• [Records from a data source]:

· · · · ·

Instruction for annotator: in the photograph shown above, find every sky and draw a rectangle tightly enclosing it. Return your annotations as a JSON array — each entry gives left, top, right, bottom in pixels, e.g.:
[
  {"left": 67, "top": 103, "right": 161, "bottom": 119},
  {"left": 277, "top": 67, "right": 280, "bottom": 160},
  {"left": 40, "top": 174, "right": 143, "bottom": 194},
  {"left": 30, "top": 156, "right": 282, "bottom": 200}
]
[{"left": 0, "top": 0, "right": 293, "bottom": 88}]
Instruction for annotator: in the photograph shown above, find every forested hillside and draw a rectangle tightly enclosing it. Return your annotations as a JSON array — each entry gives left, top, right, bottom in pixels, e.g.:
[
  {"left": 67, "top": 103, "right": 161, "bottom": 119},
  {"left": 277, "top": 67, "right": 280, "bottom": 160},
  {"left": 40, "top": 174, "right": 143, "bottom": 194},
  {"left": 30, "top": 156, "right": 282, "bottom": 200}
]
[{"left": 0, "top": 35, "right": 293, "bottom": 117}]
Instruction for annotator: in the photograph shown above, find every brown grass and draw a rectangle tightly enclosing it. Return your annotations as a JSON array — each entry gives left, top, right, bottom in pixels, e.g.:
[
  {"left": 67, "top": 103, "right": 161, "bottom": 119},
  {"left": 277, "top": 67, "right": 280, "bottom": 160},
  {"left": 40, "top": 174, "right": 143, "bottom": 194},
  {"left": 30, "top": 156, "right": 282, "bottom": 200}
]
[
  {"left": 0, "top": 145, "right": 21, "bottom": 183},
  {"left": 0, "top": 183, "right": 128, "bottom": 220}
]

· · · · ·

• [Directions for this task]: Reproduce the part that opens with the line containing "find every brown" and runs through the end of the material, changing "rectangle" to "bounding box" and leaving everything else as it is.

• [Written solution]:
Instruction for annotator: in the photograph shown above, find every brown grass and draw a bounding box tightly enclosing it. Return your annotations as a JSON array — each entry gives left, top, right, bottom in pixels, e.g.:
[
  {"left": 67, "top": 103, "right": 161, "bottom": 119},
  {"left": 277, "top": 67, "right": 280, "bottom": 160},
  {"left": 40, "top": 174, "right": 143, "bottom": 194},
  {"left": 30, "top": 156, "right": 282, "bottom": 200}
]
[
  {"left": 0, "top": 145, "right": 21, "bottom": 183},
  {"left": 0, "top": 183, "right": 128, "bottom": 220}
]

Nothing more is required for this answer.